Riproduci il passo del testo di lettura compreso tra "Nel 1966 Weizenbaum" e "prive di pregiudizi.", estremi inclusi.

_Testo di lettura_

'''

Nel 1966 Weizenbaum crea il primo chatbot della storia: ELIZA. Poco più di 200 righe di codice, il minimo che serve per mantenere un dialogo con l’utente. ELIZA era stata creata da un docente nel suo studio accademico, mentre ChatGPT è stato progettato da una realtà finanziata con decine di miliardi di dollari e per cui lavorano i massimi esperti del settore. ELIZA poteva quasi solo ribaltare in forma di domanda le nostre affermazioni, mentre ChatGPT è in grado di conversare in maniera sofisticata e spesso sorprendente su praticamente ogni tema, attraverso inferenze statistiche sui dati. Tra le tante differenze, c’è però una somiglianza cruciale. Un filo rosso che lega questi due strumenti appartenenti a epoche così diverse: la necessità dell’essere umano di confidarsi con entità terze, che appaiono neutre, oggettive e prive di pregiudizi.

'''

_Dati_
'''

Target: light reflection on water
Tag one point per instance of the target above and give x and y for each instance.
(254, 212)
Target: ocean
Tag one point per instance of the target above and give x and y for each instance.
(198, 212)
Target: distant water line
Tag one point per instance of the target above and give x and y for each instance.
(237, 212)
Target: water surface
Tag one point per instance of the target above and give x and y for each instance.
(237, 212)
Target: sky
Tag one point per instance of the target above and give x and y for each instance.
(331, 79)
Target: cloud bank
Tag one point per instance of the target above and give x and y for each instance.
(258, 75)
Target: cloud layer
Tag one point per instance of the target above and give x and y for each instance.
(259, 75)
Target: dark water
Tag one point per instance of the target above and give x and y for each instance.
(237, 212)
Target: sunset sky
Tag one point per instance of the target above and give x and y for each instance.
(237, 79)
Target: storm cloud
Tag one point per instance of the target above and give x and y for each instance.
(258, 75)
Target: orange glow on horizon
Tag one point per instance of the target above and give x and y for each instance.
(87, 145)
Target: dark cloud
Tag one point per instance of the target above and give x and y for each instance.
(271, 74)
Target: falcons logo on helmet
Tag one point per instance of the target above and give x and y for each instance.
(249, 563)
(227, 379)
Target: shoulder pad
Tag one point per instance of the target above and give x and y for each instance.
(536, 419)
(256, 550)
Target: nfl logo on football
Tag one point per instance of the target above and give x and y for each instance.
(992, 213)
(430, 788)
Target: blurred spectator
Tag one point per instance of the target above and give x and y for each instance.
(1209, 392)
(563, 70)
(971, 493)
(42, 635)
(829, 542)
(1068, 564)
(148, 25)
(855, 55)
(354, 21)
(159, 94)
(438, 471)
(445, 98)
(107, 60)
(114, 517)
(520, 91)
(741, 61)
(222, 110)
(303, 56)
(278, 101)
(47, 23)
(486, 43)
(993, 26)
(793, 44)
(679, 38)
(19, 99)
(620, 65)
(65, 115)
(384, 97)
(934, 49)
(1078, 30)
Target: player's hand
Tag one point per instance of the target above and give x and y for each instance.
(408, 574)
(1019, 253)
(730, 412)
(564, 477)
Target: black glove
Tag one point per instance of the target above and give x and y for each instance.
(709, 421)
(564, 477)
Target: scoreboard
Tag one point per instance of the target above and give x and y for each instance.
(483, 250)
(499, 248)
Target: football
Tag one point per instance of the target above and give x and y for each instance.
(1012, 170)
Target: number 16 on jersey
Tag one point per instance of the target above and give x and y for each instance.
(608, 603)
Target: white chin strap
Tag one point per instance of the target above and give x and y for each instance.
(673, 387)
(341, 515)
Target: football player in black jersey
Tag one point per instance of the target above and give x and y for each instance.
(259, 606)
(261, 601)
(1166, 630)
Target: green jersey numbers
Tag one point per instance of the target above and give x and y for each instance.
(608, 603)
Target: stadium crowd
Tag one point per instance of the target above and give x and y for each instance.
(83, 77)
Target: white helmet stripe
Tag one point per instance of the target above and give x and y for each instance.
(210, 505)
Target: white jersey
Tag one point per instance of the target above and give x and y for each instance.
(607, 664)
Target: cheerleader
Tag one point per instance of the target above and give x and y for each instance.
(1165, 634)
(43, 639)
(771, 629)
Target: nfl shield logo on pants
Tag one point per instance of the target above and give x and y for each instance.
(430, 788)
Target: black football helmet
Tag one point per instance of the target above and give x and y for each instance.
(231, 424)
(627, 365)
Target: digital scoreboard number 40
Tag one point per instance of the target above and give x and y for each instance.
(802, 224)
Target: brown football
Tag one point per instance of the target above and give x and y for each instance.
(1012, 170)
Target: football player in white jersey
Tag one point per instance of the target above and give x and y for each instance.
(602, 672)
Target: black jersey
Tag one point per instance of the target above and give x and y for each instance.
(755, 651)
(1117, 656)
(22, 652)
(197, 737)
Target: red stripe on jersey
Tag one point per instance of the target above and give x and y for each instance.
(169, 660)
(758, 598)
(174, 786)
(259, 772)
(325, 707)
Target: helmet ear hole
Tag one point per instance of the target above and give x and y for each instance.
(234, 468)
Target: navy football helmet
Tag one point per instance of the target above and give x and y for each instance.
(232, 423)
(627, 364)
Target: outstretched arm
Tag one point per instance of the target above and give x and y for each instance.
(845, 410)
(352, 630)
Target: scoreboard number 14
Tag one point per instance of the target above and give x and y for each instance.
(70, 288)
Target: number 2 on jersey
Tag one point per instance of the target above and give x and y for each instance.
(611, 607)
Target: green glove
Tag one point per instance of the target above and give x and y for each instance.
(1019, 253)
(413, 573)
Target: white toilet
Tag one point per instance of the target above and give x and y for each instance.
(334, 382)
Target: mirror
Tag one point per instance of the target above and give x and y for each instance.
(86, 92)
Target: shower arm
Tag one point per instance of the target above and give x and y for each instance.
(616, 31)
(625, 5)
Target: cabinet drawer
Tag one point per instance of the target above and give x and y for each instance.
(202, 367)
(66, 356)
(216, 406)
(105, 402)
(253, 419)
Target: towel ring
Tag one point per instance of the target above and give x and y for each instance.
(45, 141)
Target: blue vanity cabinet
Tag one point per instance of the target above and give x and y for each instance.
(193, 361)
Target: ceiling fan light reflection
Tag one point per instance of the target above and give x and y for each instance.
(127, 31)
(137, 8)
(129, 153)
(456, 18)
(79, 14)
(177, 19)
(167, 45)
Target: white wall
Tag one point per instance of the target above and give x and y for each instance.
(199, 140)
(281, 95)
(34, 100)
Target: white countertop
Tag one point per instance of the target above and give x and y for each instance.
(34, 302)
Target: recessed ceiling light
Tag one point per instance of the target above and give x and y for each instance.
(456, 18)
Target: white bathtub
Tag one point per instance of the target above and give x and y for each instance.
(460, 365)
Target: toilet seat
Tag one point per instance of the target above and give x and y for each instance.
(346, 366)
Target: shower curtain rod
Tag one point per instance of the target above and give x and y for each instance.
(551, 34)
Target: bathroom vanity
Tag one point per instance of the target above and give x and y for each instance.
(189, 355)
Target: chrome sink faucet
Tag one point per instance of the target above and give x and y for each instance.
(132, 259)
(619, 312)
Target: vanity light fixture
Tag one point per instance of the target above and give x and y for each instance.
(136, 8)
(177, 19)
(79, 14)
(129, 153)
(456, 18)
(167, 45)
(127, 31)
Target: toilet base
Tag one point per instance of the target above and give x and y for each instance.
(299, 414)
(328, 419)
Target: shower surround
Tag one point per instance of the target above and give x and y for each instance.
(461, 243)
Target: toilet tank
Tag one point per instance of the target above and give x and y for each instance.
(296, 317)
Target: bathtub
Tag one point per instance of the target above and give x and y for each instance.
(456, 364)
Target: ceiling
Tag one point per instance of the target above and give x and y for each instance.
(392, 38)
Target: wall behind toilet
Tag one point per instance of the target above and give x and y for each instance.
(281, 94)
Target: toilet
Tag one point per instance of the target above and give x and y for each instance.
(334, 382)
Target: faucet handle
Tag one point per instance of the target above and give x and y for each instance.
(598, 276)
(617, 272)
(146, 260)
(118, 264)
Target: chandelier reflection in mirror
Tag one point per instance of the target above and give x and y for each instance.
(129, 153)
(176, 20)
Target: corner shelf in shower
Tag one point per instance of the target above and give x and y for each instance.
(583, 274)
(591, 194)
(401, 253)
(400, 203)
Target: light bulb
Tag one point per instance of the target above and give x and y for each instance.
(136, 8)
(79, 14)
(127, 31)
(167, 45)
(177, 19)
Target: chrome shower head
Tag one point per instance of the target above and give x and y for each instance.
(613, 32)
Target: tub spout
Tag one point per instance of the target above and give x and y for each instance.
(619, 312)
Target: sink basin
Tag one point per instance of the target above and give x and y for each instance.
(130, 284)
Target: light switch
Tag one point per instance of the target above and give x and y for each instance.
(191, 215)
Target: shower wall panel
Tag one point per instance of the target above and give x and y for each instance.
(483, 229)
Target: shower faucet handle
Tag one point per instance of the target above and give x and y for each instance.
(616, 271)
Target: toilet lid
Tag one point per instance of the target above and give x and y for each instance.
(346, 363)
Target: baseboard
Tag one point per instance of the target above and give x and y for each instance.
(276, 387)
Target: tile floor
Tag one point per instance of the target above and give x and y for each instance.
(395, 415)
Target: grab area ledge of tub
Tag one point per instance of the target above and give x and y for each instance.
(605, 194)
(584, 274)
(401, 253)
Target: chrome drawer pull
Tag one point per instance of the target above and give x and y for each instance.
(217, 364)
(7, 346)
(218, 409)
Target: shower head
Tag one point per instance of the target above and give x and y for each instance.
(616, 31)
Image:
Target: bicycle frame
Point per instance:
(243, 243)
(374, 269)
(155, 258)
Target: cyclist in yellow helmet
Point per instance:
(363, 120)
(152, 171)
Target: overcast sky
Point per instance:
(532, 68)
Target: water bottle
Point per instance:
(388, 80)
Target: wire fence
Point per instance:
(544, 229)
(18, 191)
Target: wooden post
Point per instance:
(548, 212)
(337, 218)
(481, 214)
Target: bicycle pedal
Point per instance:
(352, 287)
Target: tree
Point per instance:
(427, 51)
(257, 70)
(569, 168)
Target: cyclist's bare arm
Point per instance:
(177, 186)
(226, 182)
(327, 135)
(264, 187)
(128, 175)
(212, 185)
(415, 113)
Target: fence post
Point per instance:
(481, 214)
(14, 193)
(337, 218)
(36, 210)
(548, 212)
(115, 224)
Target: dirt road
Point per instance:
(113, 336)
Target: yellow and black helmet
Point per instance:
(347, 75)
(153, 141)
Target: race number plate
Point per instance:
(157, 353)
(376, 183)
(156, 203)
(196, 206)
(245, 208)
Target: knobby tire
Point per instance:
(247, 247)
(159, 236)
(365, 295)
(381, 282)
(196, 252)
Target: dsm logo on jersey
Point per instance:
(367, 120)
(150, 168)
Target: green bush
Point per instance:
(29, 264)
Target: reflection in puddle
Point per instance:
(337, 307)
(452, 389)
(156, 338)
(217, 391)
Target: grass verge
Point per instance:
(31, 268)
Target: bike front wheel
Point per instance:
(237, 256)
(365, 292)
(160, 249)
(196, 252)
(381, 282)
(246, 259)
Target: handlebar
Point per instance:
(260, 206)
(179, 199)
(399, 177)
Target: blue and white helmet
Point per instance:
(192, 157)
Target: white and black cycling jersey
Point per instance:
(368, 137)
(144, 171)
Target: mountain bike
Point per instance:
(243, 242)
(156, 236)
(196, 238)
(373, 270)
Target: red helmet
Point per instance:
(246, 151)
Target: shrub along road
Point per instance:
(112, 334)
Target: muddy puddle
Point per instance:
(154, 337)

'''

_Risposta_
Nel 1966 Weizenbaum crea il primo chatbot della storia: ELIZA. Poco più di 200 righe di codice, il minimo che serve per mantenere un dialogo con l’utente. ELIZA era stata creata da un docente nel suo studio accademico, mentre ChatGPT è stato progettato da una realtà finanziata con decine di miliardi di dollari e per cui lavorano i massimi esperti del settore. ELIZA poteva quasi solo ribaltare in forma di domanda le nostre affermazioni, mentre ChatGPT è in grado di conversare in maniera sofisticata e spesso sorprendente su praticamente ogni tema, attraverso inferenze statistiche sui dati. Tra le tante differenze, c’è però una somiglianza cruciale. Un filo rosso che lega questi due strumenti appartenenti a epoche così diverse: la necessità dell’essere umano di confidarsi con entità terze, che appaiono neutre, oggettive e prive di pregiudizi.